_REQUIRED ACTION 1_
Print the part of the passage on cancer care from "For the 150,000" to "and tertiary care." word for word.
_REQUIRED ACTION 2_
Which stages of care does the passage on cancer care say must be planned and integrated? List each one.
_REQUIRED ACTION 3_
Carry on the passage on cancer care from its last sentence.

_TEXT UNDER STUDY_
--------------------------------------------------
For the 150,000 people who will die of cancer this year, whose preferred place of care is often home, seven-day services are essential. However good the cancer care, it is a disaster if it falls apart over a weekend. All the good is undone. I suggest that England should follow Wales's example of seven-day working by dedicated palliative care teams, with consultant advice available 24/7 everywhere. I declare my interest here, too. It is proving very effective at low cost. If the local supermarket is open seven days a week, why is our NHS fully operational for only 30 per cent of the time? Seven-day working would be a more efficient use of valuable resources in primary, secondary and tertiary care.
We face a huge upheaval in GP commissioning that raises more questions than it answers. I was privileged to be part of the original Calman-Hine committee that recommended cancer centres and units, with national standards. Cancer services have come a long way since then. Multidisciplinary teams and tumour site-specific groups are firmly embedded across the UK's NHS services. There is real anxiety that market forces may fragment this progress. Services from screening through primary care to secondary and tertiary care must be planned and integrated. The cancer journey will be a far better pathway if there is integrated planning. Patients will live longer and better. Independent living allows them to return to economic activity. If young patients die early, it is their children who carry the scars and burden of bereavement for the rest of their lives.
--------------------------------------------------
_INFORMATION_
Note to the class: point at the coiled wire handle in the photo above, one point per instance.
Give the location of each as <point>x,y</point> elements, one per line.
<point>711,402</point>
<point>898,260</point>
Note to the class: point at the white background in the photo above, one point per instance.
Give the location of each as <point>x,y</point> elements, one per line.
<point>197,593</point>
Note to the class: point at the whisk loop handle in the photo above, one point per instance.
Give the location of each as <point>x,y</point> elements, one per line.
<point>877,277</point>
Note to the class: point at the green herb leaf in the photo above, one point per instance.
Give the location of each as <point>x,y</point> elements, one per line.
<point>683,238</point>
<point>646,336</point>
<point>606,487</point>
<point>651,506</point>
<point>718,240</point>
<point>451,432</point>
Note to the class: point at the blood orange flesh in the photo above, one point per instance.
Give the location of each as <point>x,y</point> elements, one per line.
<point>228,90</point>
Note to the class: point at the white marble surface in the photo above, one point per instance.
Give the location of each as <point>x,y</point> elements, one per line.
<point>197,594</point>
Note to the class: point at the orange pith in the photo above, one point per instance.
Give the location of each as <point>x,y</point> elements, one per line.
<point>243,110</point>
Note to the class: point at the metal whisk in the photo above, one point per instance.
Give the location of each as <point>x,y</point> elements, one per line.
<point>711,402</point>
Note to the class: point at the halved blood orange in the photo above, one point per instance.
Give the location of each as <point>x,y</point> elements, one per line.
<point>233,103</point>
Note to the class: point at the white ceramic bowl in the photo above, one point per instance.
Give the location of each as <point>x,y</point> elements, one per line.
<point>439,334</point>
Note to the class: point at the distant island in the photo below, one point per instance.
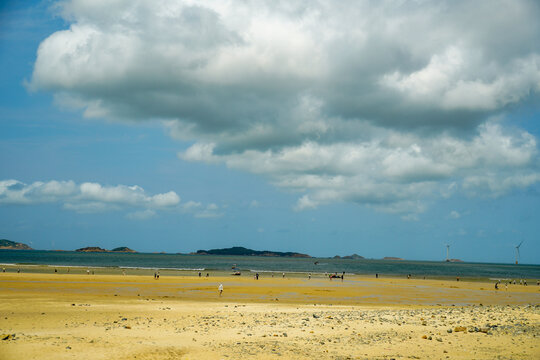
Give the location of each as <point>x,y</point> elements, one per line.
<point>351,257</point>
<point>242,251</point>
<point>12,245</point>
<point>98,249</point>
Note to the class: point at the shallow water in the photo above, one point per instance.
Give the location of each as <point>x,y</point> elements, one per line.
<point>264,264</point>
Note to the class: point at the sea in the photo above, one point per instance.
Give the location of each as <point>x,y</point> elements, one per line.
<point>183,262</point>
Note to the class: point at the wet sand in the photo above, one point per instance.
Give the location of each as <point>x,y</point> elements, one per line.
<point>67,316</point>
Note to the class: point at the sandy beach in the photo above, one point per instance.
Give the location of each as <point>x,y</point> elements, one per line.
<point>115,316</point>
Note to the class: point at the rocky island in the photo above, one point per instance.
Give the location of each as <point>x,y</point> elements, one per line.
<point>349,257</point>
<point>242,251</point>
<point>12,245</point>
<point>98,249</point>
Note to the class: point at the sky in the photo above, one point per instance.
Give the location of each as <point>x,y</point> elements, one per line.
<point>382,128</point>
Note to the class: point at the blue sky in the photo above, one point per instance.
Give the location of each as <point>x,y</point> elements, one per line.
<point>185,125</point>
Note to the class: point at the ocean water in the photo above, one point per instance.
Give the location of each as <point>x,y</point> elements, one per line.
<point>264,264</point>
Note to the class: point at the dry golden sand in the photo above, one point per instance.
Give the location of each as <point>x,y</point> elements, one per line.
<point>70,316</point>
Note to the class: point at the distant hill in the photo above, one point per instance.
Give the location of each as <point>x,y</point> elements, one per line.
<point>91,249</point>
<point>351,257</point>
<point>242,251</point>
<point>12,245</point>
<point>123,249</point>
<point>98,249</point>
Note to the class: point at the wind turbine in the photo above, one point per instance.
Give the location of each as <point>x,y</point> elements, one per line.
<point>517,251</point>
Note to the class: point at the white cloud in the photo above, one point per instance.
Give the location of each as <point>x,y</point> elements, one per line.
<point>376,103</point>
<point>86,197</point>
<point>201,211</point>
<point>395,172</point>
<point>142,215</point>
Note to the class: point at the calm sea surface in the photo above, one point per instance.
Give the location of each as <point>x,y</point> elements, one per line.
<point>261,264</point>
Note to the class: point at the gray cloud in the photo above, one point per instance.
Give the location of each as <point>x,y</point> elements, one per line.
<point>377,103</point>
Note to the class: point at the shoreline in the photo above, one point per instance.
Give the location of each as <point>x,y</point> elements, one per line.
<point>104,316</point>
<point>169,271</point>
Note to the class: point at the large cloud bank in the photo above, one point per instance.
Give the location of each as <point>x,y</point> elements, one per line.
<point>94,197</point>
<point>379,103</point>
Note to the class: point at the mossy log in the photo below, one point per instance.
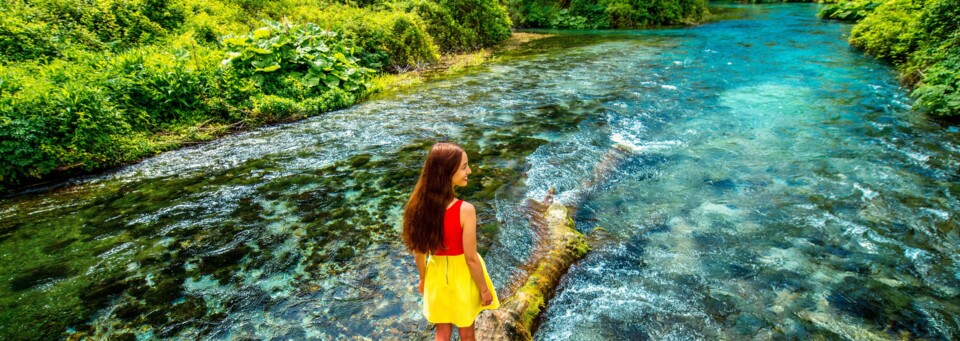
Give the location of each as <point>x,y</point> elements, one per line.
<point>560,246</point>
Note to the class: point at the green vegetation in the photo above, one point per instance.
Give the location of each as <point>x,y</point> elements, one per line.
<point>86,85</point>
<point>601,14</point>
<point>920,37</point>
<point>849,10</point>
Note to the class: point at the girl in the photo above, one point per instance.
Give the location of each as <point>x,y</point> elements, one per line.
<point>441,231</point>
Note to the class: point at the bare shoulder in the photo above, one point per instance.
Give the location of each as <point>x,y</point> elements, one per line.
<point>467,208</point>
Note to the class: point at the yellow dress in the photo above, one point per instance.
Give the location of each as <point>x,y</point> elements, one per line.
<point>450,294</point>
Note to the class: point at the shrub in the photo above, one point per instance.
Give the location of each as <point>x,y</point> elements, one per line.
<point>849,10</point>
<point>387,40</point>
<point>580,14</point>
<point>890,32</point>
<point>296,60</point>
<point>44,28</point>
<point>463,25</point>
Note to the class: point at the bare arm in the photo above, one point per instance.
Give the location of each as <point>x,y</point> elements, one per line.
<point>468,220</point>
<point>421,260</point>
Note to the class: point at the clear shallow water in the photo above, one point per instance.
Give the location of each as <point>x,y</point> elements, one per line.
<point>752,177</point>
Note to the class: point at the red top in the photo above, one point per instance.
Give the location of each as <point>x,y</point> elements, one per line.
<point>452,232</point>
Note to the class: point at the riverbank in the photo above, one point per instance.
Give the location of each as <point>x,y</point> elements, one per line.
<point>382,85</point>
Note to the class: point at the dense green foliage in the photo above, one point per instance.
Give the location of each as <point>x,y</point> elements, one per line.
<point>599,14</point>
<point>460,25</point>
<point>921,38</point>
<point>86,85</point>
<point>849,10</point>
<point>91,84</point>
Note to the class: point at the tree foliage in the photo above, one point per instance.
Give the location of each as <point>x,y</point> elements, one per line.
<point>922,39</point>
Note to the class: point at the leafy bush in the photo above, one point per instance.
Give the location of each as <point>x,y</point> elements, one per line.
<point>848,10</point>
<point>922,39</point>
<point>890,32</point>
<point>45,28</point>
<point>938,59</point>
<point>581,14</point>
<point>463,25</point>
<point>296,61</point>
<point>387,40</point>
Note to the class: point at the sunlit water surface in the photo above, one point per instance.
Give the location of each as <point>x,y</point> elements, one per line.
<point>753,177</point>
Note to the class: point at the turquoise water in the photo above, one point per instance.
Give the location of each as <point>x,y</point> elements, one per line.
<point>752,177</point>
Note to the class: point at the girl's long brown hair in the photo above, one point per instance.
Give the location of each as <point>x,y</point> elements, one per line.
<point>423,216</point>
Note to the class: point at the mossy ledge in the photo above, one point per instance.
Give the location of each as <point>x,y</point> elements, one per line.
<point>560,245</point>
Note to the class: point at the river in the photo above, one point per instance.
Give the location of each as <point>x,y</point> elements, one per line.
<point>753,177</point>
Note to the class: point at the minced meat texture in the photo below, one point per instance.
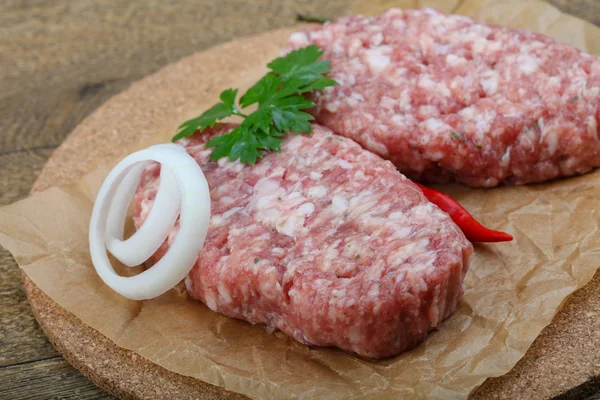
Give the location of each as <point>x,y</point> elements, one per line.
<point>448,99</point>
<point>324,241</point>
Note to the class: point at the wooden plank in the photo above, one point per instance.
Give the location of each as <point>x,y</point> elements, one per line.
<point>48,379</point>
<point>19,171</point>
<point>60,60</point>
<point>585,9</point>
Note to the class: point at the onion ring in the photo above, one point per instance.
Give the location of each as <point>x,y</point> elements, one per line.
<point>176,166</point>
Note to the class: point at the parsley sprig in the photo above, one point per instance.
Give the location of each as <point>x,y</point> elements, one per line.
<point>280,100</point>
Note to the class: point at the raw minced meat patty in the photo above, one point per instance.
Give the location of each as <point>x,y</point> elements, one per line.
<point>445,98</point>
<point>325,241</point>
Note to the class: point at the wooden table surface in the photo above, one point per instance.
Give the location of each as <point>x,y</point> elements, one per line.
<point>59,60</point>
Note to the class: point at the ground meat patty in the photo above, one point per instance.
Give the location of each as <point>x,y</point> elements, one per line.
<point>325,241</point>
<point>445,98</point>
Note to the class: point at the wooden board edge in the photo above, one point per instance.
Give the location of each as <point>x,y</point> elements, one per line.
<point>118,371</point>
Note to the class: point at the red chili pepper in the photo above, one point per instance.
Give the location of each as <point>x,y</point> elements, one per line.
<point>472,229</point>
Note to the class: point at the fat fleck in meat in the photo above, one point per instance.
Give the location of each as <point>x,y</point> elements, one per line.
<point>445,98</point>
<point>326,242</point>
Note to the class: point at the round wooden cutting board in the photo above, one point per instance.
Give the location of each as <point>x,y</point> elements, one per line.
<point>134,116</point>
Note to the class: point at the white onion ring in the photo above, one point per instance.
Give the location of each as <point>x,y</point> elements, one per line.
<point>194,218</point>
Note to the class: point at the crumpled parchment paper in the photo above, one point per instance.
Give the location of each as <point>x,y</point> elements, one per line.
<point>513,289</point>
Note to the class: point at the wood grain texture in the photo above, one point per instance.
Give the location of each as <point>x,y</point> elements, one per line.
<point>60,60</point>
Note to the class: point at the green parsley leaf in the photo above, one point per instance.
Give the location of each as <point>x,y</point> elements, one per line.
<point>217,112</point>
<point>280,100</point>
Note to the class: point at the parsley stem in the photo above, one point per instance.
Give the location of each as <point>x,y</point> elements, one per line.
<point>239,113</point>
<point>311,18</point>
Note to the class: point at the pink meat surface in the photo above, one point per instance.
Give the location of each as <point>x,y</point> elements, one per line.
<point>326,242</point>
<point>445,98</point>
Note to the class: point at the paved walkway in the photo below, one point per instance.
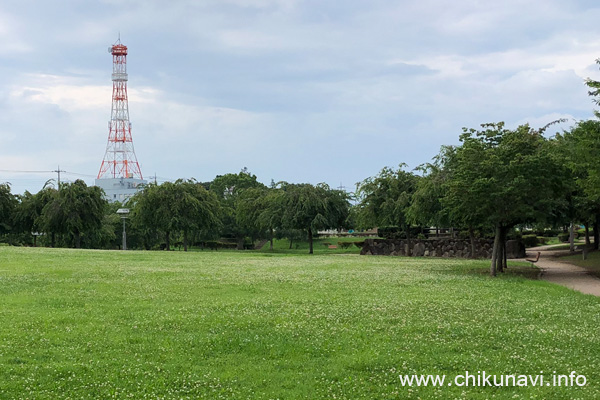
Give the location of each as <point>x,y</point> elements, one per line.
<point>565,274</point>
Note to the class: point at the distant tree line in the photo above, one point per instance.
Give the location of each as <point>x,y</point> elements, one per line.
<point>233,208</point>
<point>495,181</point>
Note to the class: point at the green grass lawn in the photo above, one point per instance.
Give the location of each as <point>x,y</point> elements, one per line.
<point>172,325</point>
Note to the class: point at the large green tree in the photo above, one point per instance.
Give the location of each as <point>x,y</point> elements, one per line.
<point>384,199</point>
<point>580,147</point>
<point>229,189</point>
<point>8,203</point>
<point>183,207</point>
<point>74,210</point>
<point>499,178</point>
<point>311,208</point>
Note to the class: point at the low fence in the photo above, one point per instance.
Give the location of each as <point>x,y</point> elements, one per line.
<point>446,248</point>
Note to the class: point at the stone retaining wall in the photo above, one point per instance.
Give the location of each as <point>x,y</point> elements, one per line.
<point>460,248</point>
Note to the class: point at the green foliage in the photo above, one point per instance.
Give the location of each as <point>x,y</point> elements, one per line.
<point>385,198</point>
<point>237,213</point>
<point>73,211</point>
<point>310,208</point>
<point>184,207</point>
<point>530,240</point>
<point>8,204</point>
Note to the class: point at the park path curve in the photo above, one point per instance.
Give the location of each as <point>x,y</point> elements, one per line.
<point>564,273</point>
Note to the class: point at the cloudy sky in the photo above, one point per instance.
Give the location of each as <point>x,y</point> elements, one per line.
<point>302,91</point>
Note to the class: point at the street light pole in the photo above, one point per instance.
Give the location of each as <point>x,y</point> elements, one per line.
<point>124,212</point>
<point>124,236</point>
--------------------------------------------------
_RESPONSE AREA 1_
For the 150,000 people who will die of cancer this year, whose preferred place of care is often home, seven-day services are essential. However good the cancer care, it is a disaster if it falls apart over a weekend. All the good is undone. I suggest that England should follow Wales's example of seven-day working by dedicated palliative care teams, with consultant advice available 24/7 everywhere. I declare my interest here, too. It is proving very effective at low cost. If the local supermarket is open seven days a week, why is our NHS fully operational for only 30 per cent of the time? Seven-day working would be a more efficient use of valuable resources in primary, secondary and tertiary care.

_RESPONSE AREA 2_
- Screening
- Primary care
- Secondary care
- Tertiary care

_RESPONSE AREA 3_
Delivering high-quality care depends on co-operation between professionals. The idea of any willing provider, and competing hospitals, is anathema to the collaborative model of delivering stable, high-quality healthcare. We cannot promote fragmentation if patient outcomes in cancer are to continue to improve, as they have done so dramatically over the past 10 years. I beg to move.
My Lords, I thank the Minister for his reply and all noble Lords who have spoken in this outstanding debate. I particularly thank the noble Lord, Lord Howard of Lympne, for having decided for his maiden speech to contribute to this debate. He raised the tone even higher than that set by everyone else in this House.
There are some very clear messages here. People want the choice to be treated well at all times and, to cite the title of the book by the late Lady Beecham, to be moving forward with their cancer and living with it. Integration, not fragmentation, must be the way that the changes take us in the new world that we face. Outcomes can and must improve. Prevention must continue. We must not lose sight of tobacco control.
I finish simply. There has been a call for information from around the House. In the words of the late Vicky Clement-Jones, whom I had the privilege to know, knowledge is the antidote to fear. This debate has demonstrated that.